• **Written request**
Echo the entries below line for line, exactly as they appear, but leave out the pictures.

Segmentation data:

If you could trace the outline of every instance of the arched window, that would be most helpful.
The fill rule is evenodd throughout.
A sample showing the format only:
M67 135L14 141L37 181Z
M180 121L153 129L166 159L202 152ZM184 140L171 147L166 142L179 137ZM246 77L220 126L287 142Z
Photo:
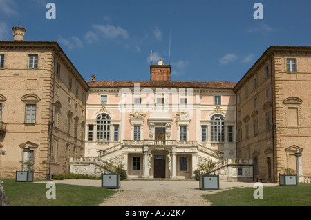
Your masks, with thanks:
M106 114L99 115L96 120L97 141L110 140L110 117Z
M211 118L211 141L225 142L225 119L220 114Z

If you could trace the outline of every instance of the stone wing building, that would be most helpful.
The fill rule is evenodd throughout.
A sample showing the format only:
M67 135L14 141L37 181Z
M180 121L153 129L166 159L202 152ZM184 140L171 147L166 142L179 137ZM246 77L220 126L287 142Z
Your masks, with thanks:
M311 175L311 47L270 47L234 90L237 157L253 159L254 181Z
M69 172L84 154L88 86L55 41L0 41L0 172L34 170L35 178Z

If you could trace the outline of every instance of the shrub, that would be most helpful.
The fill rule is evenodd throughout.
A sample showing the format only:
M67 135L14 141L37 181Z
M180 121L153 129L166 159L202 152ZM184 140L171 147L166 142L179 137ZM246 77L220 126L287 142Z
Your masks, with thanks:
M200 179L200 177L205 174L208 174L214 168L215 168L215 163L213 161L208 161L200 165L200 169L194 170L194 178L196 180Z

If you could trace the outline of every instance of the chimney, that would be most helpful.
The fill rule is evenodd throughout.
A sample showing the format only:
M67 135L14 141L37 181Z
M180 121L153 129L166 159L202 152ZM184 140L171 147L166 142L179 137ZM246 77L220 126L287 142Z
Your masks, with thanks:
M13 27L12 28L13 30L13 36L15 41L23 41L23 37L25 37L25 32L27 30L26 28L20 27Z

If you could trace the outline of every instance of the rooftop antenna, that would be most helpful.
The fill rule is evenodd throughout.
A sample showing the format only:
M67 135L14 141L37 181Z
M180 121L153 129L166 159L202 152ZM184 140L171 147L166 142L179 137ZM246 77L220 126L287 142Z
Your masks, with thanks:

• **Final result**
If you could trace the outline of every instance of the arched window, that would be most helpful.
The fill rule is evenodd throughout.
A sample showing the format only:
M67 135L14 141L37 181Z
M180 121L153 129L166 159L202 152ZM184 140L171 147L166 142L179 137ZM246 77L220 126L287 142Z
Photo:
Your masks, with thanks:
M106 114L99 115L96 120L97 141L110 140L110 117Z
M211 118L211 141L225 142L225 119L220 114Z

If you could trace the outline of every instance of the stone wing building, that would be most helpful.
The fill rule is evenodd throughout.
A sample showing the format only:
M67 135L14 141L37 181Z
M180 121L153 129L166 159L202 152ZM184 140L171 147L166 142L179 137ZM246 77L220 126L287 142Z
Your masks, with thanks:
M311 175L311 47L270 47L234 90L237 157L253 159L254 181Z
M69 172L84 154L88 86L55 41L0 41L0 172L34 170L35 178Z

If you could trace the outline of every instance of the shrub, that would be most helpful.
The fill rule is evenodd throughout.
A sample showing the format only:
M67 135L14 141L37 181Z
M180 121L153 129L166 159L202 152ZM184 140L171 147L166 142L179 137ZM246 77L220 126L287 142Z
Your masks, with thanks:
M200 179L200 177L205 174L208 174L214 168L215 168L215 163L213 161L208 161L200 165L200 169L194 170L194 178L196 180Z

If you could trace the outline of every instance of the chimney, that would be most helpful.
The fill rule is evenodd throughout.
A sample showing the format only:
M67 135L14 141L37 181Z
M180 121L153 129L166 159L202 152ZM184 140L171 147L166 142L179 137ZM246 77L220 126L287 142Z
Your masks, with thanks:
M13 27L12 28L13 30L13 36L15 41L23 41L23 37L25 37L25 32L27 30L26 28L20 27Z

If you could trace the outline of every instance of the rooftop antenna, that would be most helpful.
The fill rule is evenodd throughout.
A sample showing the format only:
M67 135L14 141L37 181Z
M180 121L153 129L166 159L202 152ZM184 140L171 147L166 142L179 137ZM246 77L220 126L287 142Z
Your masks, with thanks:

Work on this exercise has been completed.